**Page text:**
-- start --
There’s a buzz in the air at Health Care Service Corporation (HCSC). It’s the hum of more than 300,000 new honeybees.
HCSC is expanding its urban beekeeping project to its health plan headquarters in Montana, New Mexico and Texas after successfully running the program at its Illinois headquarters for the past three years. The move is part of HCSC’s sustainability push, and each hive houses at least 20,000 docile honeybees that aren’t interested in bothering humans.
Beekeepers from Alveole, a company that helps businesses, schools and other organizations bring bees to their buildings, will maintain the hives and educate employees about the insects’ role in environmental sustainability.
"We want everyone to feel like they're a part of the conversation and the sustainability movement within HCSC."
“The power of this project is that it gets people talking and involved,” says Amy Amaon, sustainability engineering consultant at HCSC. “The bees are very visible. We want everyone to feel like they're a part of the conversation and the sustainability movement within HCSC.”
The program kicked off in 2019 at HCSC’s Illinois health plan headquarters in Chicago. After two years observing the colonies, beekeepers recently relocated the two hives from the 26th floor to the fourth floor to protect them from windy conditions.
HCSC’s other plans have been asking for their own hives after hearing about the pilot program’s success, Amaon says. The colonies in Montana and New Mexico will be Alveole’s first in each state.
-- end --
**Record excerpts:**
-- start --
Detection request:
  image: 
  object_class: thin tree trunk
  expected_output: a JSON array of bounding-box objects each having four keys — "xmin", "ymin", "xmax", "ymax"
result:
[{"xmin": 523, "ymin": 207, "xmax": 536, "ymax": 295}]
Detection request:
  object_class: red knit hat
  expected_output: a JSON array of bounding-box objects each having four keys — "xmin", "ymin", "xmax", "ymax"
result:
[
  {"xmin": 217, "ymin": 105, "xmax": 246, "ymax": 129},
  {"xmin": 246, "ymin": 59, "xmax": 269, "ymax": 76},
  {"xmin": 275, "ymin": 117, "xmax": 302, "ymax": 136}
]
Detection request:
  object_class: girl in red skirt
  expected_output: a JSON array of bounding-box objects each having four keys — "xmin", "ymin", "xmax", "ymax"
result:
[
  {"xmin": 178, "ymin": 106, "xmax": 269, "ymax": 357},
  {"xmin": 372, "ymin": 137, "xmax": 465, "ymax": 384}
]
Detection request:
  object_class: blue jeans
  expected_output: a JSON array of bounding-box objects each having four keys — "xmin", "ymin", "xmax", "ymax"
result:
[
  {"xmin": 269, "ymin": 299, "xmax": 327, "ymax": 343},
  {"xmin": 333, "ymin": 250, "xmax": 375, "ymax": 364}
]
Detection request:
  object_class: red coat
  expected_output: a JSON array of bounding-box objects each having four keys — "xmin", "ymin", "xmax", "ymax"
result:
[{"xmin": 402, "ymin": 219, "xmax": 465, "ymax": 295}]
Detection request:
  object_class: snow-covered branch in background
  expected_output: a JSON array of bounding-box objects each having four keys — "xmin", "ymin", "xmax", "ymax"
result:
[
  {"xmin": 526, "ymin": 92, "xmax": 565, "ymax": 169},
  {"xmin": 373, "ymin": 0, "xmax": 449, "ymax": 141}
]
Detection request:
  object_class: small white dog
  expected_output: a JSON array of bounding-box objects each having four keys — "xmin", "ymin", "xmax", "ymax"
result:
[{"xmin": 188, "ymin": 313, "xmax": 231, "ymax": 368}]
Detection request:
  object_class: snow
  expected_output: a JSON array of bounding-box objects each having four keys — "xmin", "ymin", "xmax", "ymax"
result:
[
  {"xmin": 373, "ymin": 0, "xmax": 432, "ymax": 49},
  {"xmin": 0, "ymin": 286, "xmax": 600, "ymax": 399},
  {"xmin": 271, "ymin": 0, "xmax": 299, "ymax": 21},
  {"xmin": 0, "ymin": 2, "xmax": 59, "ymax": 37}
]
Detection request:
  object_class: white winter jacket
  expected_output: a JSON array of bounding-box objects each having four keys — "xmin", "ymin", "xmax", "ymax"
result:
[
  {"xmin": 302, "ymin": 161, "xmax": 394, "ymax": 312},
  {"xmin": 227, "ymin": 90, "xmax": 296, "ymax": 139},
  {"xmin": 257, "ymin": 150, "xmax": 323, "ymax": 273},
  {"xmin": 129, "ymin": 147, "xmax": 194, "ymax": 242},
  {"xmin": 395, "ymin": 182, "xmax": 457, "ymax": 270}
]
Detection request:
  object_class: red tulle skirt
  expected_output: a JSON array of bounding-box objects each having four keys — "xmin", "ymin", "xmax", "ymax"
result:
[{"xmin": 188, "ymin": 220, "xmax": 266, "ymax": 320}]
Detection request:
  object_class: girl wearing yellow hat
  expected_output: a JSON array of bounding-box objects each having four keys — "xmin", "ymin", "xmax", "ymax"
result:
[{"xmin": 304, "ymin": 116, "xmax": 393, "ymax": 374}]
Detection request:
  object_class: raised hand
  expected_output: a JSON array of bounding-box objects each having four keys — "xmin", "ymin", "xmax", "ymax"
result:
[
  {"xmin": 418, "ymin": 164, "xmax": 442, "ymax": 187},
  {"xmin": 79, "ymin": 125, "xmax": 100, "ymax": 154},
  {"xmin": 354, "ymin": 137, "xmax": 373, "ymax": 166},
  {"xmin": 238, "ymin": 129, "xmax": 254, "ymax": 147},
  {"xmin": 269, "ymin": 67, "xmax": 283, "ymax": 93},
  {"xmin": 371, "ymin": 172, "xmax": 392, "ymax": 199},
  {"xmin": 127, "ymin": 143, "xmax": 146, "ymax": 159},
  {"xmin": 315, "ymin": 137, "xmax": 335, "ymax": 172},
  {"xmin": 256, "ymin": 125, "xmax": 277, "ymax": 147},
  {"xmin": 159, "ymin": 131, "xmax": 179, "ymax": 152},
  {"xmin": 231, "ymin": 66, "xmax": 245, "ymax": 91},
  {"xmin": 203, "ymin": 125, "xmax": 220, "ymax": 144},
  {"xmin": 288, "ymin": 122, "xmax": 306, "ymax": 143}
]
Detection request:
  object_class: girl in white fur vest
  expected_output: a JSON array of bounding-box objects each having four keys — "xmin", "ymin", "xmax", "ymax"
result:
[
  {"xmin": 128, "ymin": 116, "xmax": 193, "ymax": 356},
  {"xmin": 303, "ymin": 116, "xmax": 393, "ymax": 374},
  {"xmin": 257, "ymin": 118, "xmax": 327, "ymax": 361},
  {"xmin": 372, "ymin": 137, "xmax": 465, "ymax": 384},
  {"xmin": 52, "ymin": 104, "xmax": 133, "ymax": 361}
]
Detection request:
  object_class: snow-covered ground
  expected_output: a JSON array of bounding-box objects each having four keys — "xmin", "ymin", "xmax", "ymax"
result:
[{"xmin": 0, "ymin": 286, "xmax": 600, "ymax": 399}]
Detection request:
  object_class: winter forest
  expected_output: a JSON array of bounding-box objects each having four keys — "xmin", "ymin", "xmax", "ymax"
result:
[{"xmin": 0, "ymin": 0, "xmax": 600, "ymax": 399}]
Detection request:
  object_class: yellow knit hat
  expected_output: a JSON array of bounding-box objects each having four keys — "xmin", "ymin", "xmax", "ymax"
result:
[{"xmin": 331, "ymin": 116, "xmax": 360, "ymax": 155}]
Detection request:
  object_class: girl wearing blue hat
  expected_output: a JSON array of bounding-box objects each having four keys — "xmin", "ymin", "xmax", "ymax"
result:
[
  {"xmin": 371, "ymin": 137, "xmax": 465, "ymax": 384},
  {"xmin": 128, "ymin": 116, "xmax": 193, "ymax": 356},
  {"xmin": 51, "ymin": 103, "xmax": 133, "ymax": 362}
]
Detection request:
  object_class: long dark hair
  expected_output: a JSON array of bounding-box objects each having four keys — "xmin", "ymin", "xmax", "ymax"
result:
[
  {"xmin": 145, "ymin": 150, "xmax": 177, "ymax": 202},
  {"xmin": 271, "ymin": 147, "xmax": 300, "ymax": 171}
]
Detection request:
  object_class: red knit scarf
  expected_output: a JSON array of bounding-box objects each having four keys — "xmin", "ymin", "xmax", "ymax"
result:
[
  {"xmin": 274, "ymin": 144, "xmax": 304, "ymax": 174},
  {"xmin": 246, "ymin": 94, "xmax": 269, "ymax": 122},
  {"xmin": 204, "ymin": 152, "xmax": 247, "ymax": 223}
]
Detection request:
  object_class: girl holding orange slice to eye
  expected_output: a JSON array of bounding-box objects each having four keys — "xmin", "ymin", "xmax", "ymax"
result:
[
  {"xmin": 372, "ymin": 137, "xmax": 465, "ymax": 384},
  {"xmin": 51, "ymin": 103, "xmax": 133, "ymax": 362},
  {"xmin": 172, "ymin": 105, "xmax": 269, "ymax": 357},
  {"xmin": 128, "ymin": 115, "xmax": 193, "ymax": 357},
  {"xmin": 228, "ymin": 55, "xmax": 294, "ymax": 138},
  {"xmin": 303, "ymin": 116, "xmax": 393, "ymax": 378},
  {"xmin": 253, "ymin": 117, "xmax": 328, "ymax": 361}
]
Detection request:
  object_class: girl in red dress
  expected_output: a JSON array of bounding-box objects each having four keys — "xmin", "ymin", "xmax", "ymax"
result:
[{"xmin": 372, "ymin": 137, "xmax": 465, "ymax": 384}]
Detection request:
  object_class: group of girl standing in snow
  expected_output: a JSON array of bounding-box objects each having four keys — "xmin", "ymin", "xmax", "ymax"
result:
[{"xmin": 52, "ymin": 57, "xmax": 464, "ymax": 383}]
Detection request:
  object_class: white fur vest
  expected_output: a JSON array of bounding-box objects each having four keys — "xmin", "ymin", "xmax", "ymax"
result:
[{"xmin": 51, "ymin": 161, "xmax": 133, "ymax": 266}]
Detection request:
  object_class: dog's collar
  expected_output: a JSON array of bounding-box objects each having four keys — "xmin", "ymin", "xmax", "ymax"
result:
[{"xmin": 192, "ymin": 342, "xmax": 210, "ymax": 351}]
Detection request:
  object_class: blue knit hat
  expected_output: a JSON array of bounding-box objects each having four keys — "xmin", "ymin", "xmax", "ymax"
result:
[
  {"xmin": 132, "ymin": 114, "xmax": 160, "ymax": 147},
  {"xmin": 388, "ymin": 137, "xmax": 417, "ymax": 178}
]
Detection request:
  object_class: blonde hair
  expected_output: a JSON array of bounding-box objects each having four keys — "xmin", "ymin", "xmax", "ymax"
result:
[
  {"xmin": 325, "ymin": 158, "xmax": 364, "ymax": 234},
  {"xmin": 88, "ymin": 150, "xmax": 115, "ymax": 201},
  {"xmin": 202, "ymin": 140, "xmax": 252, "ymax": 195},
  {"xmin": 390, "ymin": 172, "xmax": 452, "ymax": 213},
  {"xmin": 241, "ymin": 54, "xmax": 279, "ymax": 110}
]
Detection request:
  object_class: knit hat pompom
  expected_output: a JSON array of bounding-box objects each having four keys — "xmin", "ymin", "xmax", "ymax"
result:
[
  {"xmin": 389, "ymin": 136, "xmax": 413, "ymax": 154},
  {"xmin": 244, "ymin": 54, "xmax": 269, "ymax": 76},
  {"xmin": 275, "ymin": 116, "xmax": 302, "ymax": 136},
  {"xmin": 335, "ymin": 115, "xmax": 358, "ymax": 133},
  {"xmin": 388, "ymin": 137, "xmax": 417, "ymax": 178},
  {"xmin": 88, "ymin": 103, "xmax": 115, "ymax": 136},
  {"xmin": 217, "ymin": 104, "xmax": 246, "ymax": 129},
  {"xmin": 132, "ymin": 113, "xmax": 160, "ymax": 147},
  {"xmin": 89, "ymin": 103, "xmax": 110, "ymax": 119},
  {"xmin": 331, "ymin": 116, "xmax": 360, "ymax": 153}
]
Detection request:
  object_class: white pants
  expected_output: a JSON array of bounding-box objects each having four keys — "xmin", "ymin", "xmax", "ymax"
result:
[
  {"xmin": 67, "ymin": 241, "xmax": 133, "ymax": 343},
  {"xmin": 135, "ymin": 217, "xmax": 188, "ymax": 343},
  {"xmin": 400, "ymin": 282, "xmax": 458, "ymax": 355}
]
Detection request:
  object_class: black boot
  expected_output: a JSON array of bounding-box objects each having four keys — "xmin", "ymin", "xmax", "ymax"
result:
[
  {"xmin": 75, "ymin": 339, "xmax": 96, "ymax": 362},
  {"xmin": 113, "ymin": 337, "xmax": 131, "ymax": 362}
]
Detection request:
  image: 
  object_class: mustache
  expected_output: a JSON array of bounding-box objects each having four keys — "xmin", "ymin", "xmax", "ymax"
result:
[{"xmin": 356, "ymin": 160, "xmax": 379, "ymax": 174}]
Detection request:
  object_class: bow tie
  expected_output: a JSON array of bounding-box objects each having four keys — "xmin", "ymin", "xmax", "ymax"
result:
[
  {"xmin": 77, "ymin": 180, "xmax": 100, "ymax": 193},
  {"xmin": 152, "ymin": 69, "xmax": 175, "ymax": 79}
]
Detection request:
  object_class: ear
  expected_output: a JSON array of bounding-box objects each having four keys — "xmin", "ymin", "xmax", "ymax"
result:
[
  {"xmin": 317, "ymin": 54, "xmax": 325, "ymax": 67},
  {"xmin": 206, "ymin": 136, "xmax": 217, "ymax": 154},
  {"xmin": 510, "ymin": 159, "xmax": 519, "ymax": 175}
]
-- end --
**Objectives:**
1. From the article on HCSC's beekeeping project, reproduce the stretch from "HCSC is expanding" through "in environmental sustainability.".
2. According to the article on HCSC's beekeeping project, why were the two Chicago hives moved from the 26th floor to the fourth floor?

**Exercise answers:**
1.
HCSC is expanding its urban beekeeping project to its health plan headquarters in Montana, New Mexico and Texas after successfully running the program at its Illinois headquarters for the past three years. The move is part of HCSC’s sustainability push, and each hive houses at least 20,000 docile honeybees that aren’t interested in bothering humans.
Beekeepers from Alveole, a company that helps businesses, schools and other organizations bring bees to their buildings, will maintain the hives and educate employees about the insects’ role in environmental sustainability.

2. They were moved to protect them from windy conditions.